BEGIN WORKING DATA

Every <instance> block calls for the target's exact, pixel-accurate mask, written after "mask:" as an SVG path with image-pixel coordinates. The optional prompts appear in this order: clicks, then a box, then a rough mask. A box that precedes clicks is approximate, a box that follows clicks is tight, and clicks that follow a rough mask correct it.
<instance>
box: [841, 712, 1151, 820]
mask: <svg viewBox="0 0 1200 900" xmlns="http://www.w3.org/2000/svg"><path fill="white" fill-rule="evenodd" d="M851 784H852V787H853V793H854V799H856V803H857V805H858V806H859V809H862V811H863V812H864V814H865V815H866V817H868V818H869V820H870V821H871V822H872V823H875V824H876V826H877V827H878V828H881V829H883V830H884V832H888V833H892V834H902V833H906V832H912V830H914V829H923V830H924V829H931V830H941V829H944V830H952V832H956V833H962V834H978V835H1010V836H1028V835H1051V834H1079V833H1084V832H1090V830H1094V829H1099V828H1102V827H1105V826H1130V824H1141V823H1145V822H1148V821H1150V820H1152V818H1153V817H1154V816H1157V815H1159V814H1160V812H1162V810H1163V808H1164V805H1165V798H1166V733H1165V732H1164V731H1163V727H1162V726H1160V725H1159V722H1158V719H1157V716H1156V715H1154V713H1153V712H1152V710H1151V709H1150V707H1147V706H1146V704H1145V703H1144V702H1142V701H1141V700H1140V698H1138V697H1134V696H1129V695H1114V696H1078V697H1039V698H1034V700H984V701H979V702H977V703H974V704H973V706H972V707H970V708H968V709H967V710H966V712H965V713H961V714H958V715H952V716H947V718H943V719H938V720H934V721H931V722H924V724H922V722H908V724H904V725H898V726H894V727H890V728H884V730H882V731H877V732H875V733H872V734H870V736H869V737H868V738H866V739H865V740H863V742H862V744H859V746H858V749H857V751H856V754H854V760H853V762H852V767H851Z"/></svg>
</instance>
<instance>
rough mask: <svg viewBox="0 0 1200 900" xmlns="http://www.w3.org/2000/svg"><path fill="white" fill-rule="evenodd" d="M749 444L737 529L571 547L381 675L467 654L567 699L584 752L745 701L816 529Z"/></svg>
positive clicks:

END WORKING DATA

Could you write out every entry above exactly as it appears?

◆ WORKED SOLUTION ◆
Every <instance> block calls for the target's exact, pixel-accurate mask, written after "mask:" as an SVG path with image-pixel coordinates. The optional prompts appear in this order: clicks, then a box, then a rough mask. A box that precedes clicks is approximate, a box that follows clicks is tight, and clicks that follow a rough mask correct it.
<instance>
box: [841, 712, 1151, 820]
mask: <svg viewBox="0 0 1200 900" xmlns="http://www.w3.org/2000/svg"><path fill="white" fill-rule="evenodd" d="M851 784H852V787H853V793H854V799H856V803H857V805H858V806H859V809H862V811H863V812H864V814H865V815H866V817H868V818H869V820H870V821H871V822H872V823H875V824H876V826H877V827H878V828H881V829H883V830H884V832H888V833H892V834H902V833H906V832H912V830H914V829H923V830H924V829H931V830H941V829H944V830H952V832H956V833H962V834H978V835H1010V836H1028V835H1051V834H1079V833H1084V832H1090V830H1094V829H1099V828H1102V827H1105V826H1130V824H1141V823H1145V822H1148V821H1150V820H1152V818H1153V817H1154V816H1157V815H1159V814H1160V812H1162V810H1163V808H1164V805H1165V798H1166V733H1165V732H1164V731H1163V727H1162V726H1160V725H1159V722H1158V719H1157V716H1156V715H1154V713H1153V712H1152V710H1151V709H1150V707H1147V706H1146V704H1145V703H1144V702H1142V701H1141V700H1140V698H1138V697H1134V696H1129V695H1114V696H1078V697H1039V698H1034V700H984V701H979V702H977V703H974V704H973V706H972V707H970V708H968V709H967V710H966V712H965V713H961V714H958V715H952V716H947V718H943V719H938V720H934V721H931V722H924V724H922V722H908V724H904V725H898V726H894V727H890V728H884V730H882V731H877V732H875V733H872V734H870V736H869V737H868V738H866V739H865V740H863V742H862V744H859V746H858V749H857V751H856V754H854V760H853V762H852V767H851Z"/></svg>
</instance>
<instance>
rough mask: <svg viewBox="0 0 1200 900" xmlns="http://www.w3.org/2000/svg"><path fill="white" fill-rule="evenodd" d="M749 444L737 529L571 547L381 675L467 654L567 699L584 752L745 701L816 529Z"/></svg>
positive clicks:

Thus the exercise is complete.